*What you need to do*
Copy each line of the records that contains the word "pelican".

*Data for the task*
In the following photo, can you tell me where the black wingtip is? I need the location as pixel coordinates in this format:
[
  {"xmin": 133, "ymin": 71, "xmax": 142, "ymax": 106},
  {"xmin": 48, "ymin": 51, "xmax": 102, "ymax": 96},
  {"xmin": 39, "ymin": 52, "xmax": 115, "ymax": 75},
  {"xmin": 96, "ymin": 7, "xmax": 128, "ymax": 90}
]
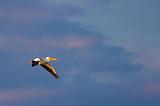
[{"xmin": 54, "ymin": 74, "xmax": 59, "ymax": 79}]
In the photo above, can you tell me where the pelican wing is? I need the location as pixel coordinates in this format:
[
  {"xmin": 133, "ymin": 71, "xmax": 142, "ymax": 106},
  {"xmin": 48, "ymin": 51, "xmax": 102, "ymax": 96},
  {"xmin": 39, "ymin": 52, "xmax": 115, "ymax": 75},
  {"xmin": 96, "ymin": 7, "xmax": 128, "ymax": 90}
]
[{"xmin": 40, "ymin": 63, "xmax": 59, "ymax": 79}]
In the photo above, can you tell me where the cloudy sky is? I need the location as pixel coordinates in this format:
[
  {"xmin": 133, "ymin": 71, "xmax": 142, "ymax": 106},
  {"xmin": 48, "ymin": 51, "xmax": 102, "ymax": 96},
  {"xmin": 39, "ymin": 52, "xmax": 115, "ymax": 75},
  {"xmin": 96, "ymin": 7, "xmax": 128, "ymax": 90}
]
[{"xmin": 0, "ymin": 0, "xmax": 160, "ymax": 106}]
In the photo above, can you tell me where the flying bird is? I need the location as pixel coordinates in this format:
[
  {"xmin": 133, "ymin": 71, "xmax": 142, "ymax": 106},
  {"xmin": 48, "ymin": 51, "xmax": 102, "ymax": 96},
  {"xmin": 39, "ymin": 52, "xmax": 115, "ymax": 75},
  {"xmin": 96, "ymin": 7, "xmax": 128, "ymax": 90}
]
[{"xmin": 30, "ymin": 57, "xmax": 59, "ymax": 79}]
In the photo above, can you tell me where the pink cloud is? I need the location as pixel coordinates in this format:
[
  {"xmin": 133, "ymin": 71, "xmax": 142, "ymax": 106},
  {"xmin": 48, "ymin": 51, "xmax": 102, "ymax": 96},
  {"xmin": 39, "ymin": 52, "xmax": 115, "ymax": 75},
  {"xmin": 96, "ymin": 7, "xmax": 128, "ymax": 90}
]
[
  {"xmin": 0, "ymin": 36, "xmax": 94, "ymax": 53},
  {"xmin": 0, "ymin": 88, "xmax": 61, "ymax": 105},
  {"xmin": 43, "ymin": 36, "xmax": 93, "ymax": 49},
  {"xmin": 129, "ymin": 82, "xmax": 160, "ymax": 101},
  {"xmin": 64, "ymin": 36, "xmax": 93, "ymax": 48},
  {"xmin": 144, "ymin": 82, "xmax": 160, "ymax": 99}
]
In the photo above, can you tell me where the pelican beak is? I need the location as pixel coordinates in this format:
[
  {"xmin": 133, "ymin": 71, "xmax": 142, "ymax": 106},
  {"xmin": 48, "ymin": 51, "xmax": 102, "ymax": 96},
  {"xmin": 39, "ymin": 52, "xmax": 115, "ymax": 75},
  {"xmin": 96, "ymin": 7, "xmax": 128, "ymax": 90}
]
[{"xmin": 50, "ymin": 57, "xmax": 59, "ymax": 61}]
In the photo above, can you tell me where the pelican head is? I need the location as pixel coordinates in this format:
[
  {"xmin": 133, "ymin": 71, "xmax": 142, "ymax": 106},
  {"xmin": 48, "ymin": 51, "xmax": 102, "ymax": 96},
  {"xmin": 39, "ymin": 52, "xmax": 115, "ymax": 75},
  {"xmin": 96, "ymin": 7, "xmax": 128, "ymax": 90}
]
[{"xmin": 46, "ymin": 57, "xmax": 59, "ymax": 61}]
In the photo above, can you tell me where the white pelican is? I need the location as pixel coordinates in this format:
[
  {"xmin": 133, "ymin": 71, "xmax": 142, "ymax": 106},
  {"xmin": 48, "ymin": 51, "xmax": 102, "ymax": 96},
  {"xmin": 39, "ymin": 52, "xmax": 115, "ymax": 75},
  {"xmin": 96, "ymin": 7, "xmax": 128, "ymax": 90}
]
[{"xmin": 30, "ymin": 57, "xmax": 59, "ymax": 79}]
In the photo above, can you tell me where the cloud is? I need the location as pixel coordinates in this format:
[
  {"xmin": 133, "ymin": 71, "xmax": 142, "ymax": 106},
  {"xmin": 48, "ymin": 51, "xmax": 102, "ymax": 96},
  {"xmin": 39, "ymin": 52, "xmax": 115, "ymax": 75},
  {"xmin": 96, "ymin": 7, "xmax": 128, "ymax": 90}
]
[
  {"xmin": 48, "ymin": 0, "xmax": 160, "ymax": 70},
  {"xmin": 0, "ymin": 35, "xmax": 94, "ymax": 54},
  {"xmin": 0, "ymin": 1, "xmax": 84, "ymax": 22},
  {"xmin": 0, "ymin": 88, "xmax": 56, "ymax": 105},
  {"xmin": 89, "ymin": 72, "xmax": 124, "ymax": 84},
  {"xmin": 143, "ymin": 82, "xmax": 160, "ymax": 99}
]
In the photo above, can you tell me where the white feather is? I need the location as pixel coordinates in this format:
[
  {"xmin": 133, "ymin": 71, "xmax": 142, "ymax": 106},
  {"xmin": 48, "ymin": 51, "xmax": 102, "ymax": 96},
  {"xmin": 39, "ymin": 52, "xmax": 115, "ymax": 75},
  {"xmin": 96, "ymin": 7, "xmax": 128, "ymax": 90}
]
[
  {"xmin": 33, "ymin": 58, "xmax": 40, "ymax": 61},
  {"xmin": 45, "ymin": 57, "xmax": 50, "ymax": 60}
]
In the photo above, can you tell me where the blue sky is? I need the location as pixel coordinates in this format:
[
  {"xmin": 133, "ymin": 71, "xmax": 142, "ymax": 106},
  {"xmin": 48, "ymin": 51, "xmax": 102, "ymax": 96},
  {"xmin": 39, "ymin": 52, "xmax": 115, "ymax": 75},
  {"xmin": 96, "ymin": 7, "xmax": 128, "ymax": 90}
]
[{"xmin": 0, "ymin": 0, "xmax": 160, "ymax": 106}]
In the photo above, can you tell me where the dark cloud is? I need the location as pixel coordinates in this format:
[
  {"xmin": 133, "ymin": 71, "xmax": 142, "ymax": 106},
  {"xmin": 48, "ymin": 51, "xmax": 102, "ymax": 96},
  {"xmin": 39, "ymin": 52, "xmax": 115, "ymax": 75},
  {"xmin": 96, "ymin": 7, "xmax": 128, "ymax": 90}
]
[
  {"xmin": 0, "ymin": 0, "xmax": 84, "ymax": 36},
  {"xmin": 0, "ymin": 0, "xmax": 84, "ymax": 20}
]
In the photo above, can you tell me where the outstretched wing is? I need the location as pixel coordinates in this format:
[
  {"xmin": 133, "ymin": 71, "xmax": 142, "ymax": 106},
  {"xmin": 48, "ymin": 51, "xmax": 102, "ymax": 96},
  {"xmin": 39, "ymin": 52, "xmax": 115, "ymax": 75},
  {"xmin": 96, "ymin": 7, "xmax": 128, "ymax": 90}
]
[{"xmin": 40, "ymin": 63, "xmax": 59, "ymax": 79}]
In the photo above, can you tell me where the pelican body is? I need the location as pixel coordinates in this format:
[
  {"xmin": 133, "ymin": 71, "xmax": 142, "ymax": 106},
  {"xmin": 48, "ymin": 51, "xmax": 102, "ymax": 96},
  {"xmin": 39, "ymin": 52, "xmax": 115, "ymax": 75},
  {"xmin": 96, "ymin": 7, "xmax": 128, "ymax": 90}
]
[{"xmin": 31, "ymin": 57, "xmax": 59, "ymax": 79}]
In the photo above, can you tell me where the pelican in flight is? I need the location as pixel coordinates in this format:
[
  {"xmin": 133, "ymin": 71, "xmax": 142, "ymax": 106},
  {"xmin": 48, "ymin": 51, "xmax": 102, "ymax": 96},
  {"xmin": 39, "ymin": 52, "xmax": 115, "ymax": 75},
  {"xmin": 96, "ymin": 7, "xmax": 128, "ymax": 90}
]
[{"xmin": 30, "ymin": 57, "xmax": 59, "ymax": 79}]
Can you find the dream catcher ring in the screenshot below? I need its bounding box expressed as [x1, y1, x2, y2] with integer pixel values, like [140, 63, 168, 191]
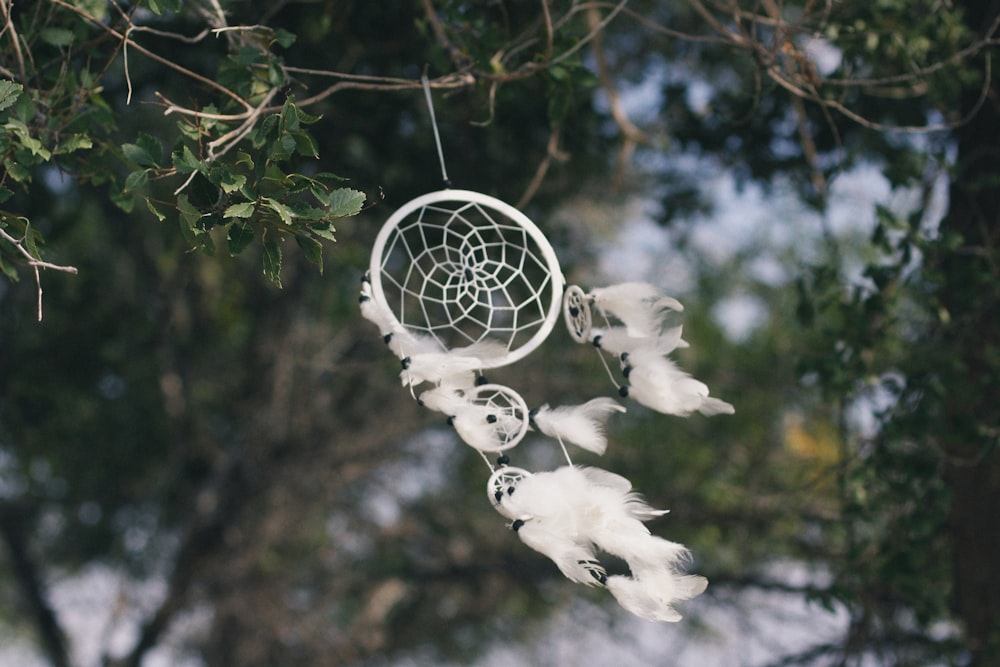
[368, 190, 565, 368]
[562, 284, 592, 344]
[451, 383, 531, 453]
[487, 465, 532, 519]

*Task response*
In the photo above, can you tell me where the pelican wing is? I need the location as pixel coordinates in this format:
In the photo above, can you tell me where the pelican beak is? I need the location as pixel coordinates in this format:
In the photo above, can you tell me where the pelican head is? I need the location as pixel coordinates in this format:
In the photo above, can you tell me where the white pelican is? I need the location as pixel coordinates in this format:
In the photo above, can you tell me where the pelican body is? I need the location as pixel coordinates in this format:
In the photo above, can you tell me where the pelican in flight is? I need the location as pixel coordinates in this format:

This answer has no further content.